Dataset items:
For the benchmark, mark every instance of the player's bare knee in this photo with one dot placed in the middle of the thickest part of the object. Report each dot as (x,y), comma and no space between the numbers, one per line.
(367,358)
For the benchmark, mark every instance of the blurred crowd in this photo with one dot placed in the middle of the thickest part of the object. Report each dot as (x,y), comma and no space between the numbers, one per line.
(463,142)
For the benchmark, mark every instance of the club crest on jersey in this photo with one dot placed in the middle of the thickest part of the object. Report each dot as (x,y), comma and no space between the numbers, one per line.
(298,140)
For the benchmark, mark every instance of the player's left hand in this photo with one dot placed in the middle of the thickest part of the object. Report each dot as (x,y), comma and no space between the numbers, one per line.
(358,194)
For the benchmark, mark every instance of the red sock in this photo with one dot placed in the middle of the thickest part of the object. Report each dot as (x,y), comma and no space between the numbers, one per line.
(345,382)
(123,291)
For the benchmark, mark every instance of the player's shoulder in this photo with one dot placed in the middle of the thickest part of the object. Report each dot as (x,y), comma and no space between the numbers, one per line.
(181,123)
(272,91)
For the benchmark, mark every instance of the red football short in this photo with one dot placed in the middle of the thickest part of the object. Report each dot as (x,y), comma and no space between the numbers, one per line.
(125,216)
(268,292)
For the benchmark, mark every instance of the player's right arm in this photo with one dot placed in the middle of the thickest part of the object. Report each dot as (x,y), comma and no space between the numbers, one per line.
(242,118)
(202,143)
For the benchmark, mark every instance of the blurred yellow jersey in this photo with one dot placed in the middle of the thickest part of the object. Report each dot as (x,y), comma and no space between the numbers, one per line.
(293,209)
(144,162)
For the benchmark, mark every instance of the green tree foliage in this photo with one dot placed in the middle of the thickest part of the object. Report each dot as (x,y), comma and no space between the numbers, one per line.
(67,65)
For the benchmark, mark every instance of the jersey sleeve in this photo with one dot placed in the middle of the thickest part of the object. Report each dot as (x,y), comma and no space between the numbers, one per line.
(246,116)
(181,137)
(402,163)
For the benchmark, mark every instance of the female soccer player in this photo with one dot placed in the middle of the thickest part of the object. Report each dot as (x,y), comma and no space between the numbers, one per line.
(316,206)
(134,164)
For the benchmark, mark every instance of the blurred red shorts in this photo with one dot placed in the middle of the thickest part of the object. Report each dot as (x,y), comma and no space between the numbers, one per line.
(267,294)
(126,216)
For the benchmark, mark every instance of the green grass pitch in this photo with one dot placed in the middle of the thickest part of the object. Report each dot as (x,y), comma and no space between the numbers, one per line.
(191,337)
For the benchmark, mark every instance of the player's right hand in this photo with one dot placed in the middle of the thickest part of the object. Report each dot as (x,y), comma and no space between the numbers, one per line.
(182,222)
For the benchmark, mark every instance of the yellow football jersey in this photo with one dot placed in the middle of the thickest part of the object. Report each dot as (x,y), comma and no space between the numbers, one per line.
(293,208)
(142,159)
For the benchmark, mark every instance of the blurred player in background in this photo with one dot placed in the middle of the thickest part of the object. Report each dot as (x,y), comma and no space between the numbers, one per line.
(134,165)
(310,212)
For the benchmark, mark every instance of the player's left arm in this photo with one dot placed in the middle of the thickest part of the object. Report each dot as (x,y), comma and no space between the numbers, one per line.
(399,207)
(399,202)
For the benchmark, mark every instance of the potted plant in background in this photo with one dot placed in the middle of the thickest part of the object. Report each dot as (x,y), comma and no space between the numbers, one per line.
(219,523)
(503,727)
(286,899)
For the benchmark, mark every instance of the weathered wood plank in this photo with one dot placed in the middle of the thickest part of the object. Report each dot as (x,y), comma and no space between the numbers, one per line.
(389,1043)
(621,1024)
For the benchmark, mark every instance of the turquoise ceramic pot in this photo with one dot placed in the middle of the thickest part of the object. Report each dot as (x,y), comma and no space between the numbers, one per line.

▶ **Exercise instructions**
Recast every one of the records above as a numbered list, dropping any blank lines.

▶ **Complete answer**
1. For the benchmark, mark every instance of the player's bare knee in this photo with one dot placed in the middle of the thickest part of the object. Report each dot as (x,y), comma and no space between the numbers, one per line.
2. (367,358)
3. For the benchmark, mark every instance of the blurred crowd in this photo with one dot placed in the middle of the thickest part of the object. Report each dot as (x,y), comma and no space between the numbers, one per line.
4. (463,142)
5. For the benchmark, mark every instance of the club crest on jersey in this photo with one dot placed in the middle of the thickest part of the object. Report each dot as (x,y), comma and no space between the numbers, one per line.
6. (298,140)
7. For the benchmark, mark every instance of the player's left hand in this photo with one dot placed in the middle of the thickest part of the object. Report each dot as (x,y), comma and no space between the numbers, one per line.
8. (358,194)
9. For the benchmark, mark every instance of the red sock in this photo with one dot placed in the middle of the thickest part of the object. Report each dot as (x,y), comma and no space between the numbers, one per line.
10. (345,382)
11. (123,291)
12. For the benchmark, mark every instance of the player's shoulder in this photo with one dot placed in the middle of the thickest part of the object. Report each dot as (x,y), comma and no space between the numbers, one per line.
13. (181,123)
14. (272,91)
15. For the benchmark, mark every instance of the red football short in this photo with one dot placed in the middle of the thickest part of the object. Report each dot as (x,y), comma and no space between the numbers, one per line.
16. (125,216)
17. (268,292)
18. For the benchmark, mark every instance of the player's right arm in this photo with one dot placed in the middle of the thickest part of the object. Report each dot as (x,y), comma and no space between the numbers, one per line.
19. (242,118)
20. (202,143)
21. For the benchmark, mark every instance of the blurred yellow jersey in this photo with one dot placed in the middle of the thickest part of the object. Report each dot as (x,y), comma and no space between the numbers, one per line.
22. (293,209)
23. (144,162)
24. For the benchmark, mark every instance of the green tree foliage in this photo with one dot placed in the middle of the thickest part of the object. Report each dot as (x,y), comma and no space between the numbers, one per line.
25. (67,65)
26. For the benchmark, mark every instance of the jersey sleeve in this photo with one dot placed in the middle of the thickest part of the object. Report each dot as (x,y), comma and no space between the numbers, one per line.
27. (246,116)
28. (181,137)
29. (402,163)
30. For the benchmark, mark every instance of the female soccer player in this photo with one dot placed in the middle of the thickest part of the object. Report each dot as (x,y), comma and no space between the numbers, one per line.
31. (316,206)
32. (134,164)
33. For the benchmark, mark every instance of the blurred red shorts in this photo with one dot placed in the middle of the thickest part of the object. Report each dot as (x,y), comma and no space between the numbers, one per line.
34. (267,294)
35. (126,216)
36. For the benchmark, mark every instance of the green grass pitch in this photo with one dot placed in the middle of the thickest part of the object. Report each dot as (x,y), comma and no space between the numbers, one per line.
37. (191,337)
38. For the benchmark, mark every instance of the player's right hand in this photo with one dot placed in the middle of the thickest part of the object. Report each dot as (x,y), comma and no space between the numbers, one per line.
39. (182,222)
40. For the benchmark, mark every instance of the yellow football jersey in this photo with one dot placed in the middle of the thickest part of the object. Report each dot as (x,y), comma and no space between the numbers, one per line.
41. (293,208)
42. (142,159)
43. For the benchmark, mark every instance of the blurred player in background in this photo with one dot placed in the middle of the thickest part of the object. Report each dot as (x,y), comma and no space between the numbers, one per line.
44. (134,165)
45. (310,212)
46. For the benchmark, mark every instance of the player's left arm in this photo with one dot placed in the middle of the thickest part of the object. Report each dot as (x,y), comma and no space between the numbers, one per line.
47. (399,207)
48. (399,202)
49. For the benchmark, mark every instance of the potted plant in background in this photo with one dot placed in the middle of the thickest part of the object. Report each dot as (x,y), comma and no space between the numbers, one per line.
50. (219,523)
51. (503,727)
52. (286,899)
53. For the benchmark, mark every instance of the weathered wood plank in this photo with one dot placed in the middle of the thickest part of the object. Report each dot as (x,y), comma and no space between the numbers, one per line.
54. (389,1043)
55. (621,1024)
56. For the benchmark, mark every instance of the turquoise ceramic pot in this photo with one dot placed in the middle of the thickest part of the object. Report each dot as (x,y), comma and no space between the numbers, one per line.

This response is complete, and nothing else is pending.